■ Exercise requirements:
Reproduce every record exactly as it appears, but not the pictures.

■ Provided entries:
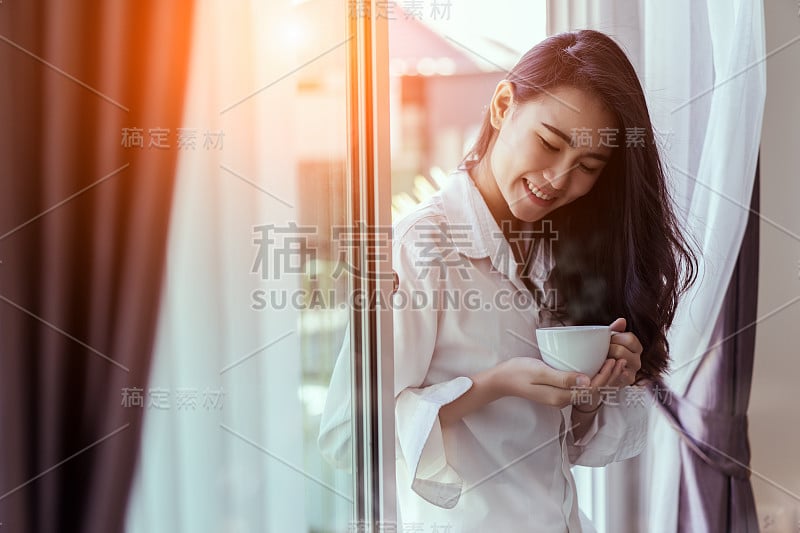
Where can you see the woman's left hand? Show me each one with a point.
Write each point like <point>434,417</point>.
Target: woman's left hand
<point>619,370</point>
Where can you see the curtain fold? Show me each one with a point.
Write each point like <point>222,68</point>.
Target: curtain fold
<point>83,227</point>
<point>715,489</point>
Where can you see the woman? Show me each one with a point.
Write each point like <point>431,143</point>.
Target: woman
<point>558,215</point>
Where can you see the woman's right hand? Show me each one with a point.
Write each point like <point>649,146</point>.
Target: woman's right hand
<point>532,379</point>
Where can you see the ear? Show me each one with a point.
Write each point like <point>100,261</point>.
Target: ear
<point>502,103</point>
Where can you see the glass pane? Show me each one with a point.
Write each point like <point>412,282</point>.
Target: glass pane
<point>254,282</point>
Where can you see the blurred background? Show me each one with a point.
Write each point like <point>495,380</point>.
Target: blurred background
<point>198,190</point>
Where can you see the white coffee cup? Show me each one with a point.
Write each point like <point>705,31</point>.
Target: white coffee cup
<point>575,348</point>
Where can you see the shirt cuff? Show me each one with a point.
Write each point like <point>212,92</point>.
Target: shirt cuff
<point>422,444</point>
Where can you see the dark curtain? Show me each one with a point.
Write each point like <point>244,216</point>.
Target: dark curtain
<point>83,228</point>
<point>715,490</point>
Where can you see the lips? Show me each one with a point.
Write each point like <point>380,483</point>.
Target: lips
<point>539,194</point>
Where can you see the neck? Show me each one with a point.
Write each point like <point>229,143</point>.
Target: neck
<point>487,185</point>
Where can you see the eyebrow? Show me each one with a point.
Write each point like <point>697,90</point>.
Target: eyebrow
<point>568,140</point>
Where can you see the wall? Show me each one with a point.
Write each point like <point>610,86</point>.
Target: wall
<point>775,399</point>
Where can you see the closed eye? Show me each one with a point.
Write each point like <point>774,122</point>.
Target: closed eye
<point>547,145</point>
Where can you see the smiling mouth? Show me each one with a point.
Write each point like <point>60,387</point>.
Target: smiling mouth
<point>538,192</point>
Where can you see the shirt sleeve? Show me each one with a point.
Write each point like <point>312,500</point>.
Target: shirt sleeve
<point>421,447</point>
<point>618,432</point>
<point>335,430</point>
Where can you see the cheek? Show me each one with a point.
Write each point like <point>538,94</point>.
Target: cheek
<point>582,185</point>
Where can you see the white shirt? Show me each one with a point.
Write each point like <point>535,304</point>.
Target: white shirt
<point>506,466</point>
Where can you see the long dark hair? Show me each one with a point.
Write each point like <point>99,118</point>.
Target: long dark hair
<point>618,250</point>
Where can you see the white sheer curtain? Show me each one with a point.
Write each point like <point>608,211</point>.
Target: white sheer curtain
<point>233,466</point>
<point>702,67</point>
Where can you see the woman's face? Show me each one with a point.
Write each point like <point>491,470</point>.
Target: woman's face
<point>546,153</point>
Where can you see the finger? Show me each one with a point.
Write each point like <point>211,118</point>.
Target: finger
<point>619,368</point>
<point>563,380</point>
<point>602,377</point>
<point>628,340</point>
<point>620,352</point>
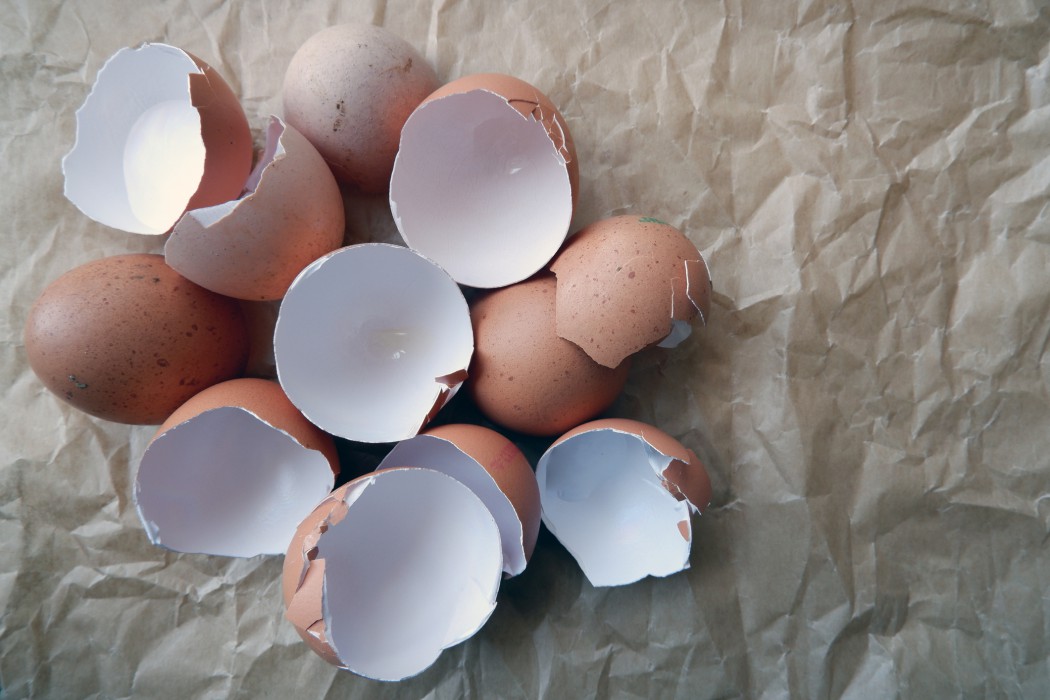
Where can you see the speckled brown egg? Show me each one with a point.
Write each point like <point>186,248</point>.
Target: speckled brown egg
<point>128,339</point>
<point>350,89</point>
<point>526,378</point>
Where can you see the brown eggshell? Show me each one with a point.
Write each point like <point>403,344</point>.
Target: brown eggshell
<point>128,339</point>
<point>623,282</point>
<point>530,102</point>
<point>685,476</point>
<point>350,89</point>
<point>253,248</point>
<point>523,376</point>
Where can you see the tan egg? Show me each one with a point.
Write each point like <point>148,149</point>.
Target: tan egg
<point>485,179</point>
<point>233,471</point>
<point>350,89</point>
<point>161,132</point>
<point>128,339</point>
<point>628,282</point>
<point>618,495</point>
<point>494,468</point>
<point>390,570</point>
<point>523,376</point>
<point>254,247</point>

■ Written solution:
Where can you see the woman's left hand? Show me each one with a point.
Write each point like <point>434,417</point>.
Target: woman's left hand
<point>619,370</point>
Where can you see the curtain fold? Show me each one with a point.
Write each point like <point>222,68</point>.
Target: curtain fold
<point>83,227</point>
<point>715,489</point>
Where can you see the woman? Show me each one with a point.
Write each point like <point>431,143</point>.
Target: woman
<point>558,215</point>
Where can you see the woman's right hand? Show me each one with a point.
Write each point like <point>649,146</point>.
Target: woman's right hand
<point>532,379</point>
Where can you see the ear? Show me each one with a point.
Write each point like <point>100,261</point>.
Target: ear
<point>502,103</point>
Where can you see the glass pane? Show me each one with a point.
Write each point like <point>412,282</point>.
Target: glass pane
<point>254,282</point>
Where can you see the blurred background? Show me each one with a point.
Write each point like <point>495,380</point>.
Target: blurred background
<point>198,190</point>
Where can you see the white coffee cup? Show me each one with a point.
Write each point like <point>705,31</point>.
Target: white coffee cup
<point>575,348</point>
Where can you see the shirt cuff? Show me each one with a point.
Write each point like <point>212,92</point>.
Target: shirt cuff
<point>422,444</point>
Where can you see the dark curtain? Show me each one with a point.
Write each point like <point>244,216</point>.
Target: dark curtain
<point>83,228</point>
<point>715,490</point>
Where can you see the lips? Show me each one with a point.
Write each point like <point>380,483</point>.
Target: lips
<point>539,194</point>
Where can you see the neck? Show me each one with a point.
Write each point like <point>229,143</point>.
Target: neck
<point>487,185</point>
Where can you see the eyebrow? Show me each one with a point.
Write each point like <point>697,90</point>.
Target: eyebrow
<point>568,140</point>
Where can you see the wall? Show me each one with a point.
Write each point like <point>610,86</point>.
Target: wall
<point>775,399</point>
Where can you see the closed eye? Show me each one with a point.
Write each point like <point>774,122</point>.
Target: closed eye
<point>547,145</point>
Where can you see the smiling mouth? Show me each one with a point.
Write each point like <point>60,387</point>.
Target: smiling mouth
<point>538,192</point>
Where can you see the shirt sleeve? Show me each one with a point.
Write each point like <point>312,500</point>.
Target: shirt sleeve
<point>421,447</point>
<point>618,432</point>
<point>335,430</point>
Where can you see the cheek? Show me each one with a point.
Write each point like <point>538,94</point>.
Target: cheek
<point>582,185</point>
Where can you see the white shirt? Show me each one with a point.
Write each point like <point>535,304</point>.
Target: white shirt
<point>506,466</point>
Where can you see the long dark hair? Show me each one with a point.
Write each point like <point>99,118</point>.
Target: long dark hair
<point>618,250</point>
Where can you see the white sheer curtain? Show me each one with a point.
Write each point like <point>608,211</point>.
Target: white sheer curtain
<point>233,466</point>
<point>702,67</point>
Where can you see the woman's face? Show me each one with a point.
Write each point like <point>491,470</point>.
Target: woman's face
<point>546,153</point>
Where can you see the finger? Show me each one with a point.
Write each point like <point>211,118</point>.
Target: finger
<point>619,368</point>
<point>563,380</point>
<point>602,377</point>
<point>628,340</point>
<point>620,352</point>
Where can you see the speckled brown egg? Show me each one with a point.
Write each point like <point>186,248</point>.
Target: speckled brown egg
<point>128,339</point>
<point>350,89</point>
<point>526,378</point>
Where can you see the brown eggshell? Show me each one with a point.
Write each point like <point>403,344</point>.
Target: brown eggshell
<point>128,339</point>
<point>623,282</point>
<point>530,102</point>
<point>685,476</point>
<point>350,89</point>
<point>253,248</point>
<point>523,376</point>
Where can you see the tan egg? Show me each one with a point.
Write each point like <point>148,149</point>.
Target: tan egg
<point>485,179</point>
<point>233,471</point>
<point>350,89</point>
<point>161,132</point>
<point>128,339</point>
<point>628,282</point>
<point>618,495</point>
<point>494,468</point>
<point>390,570</point>
<point>523,376</point>
<point>254,247</point>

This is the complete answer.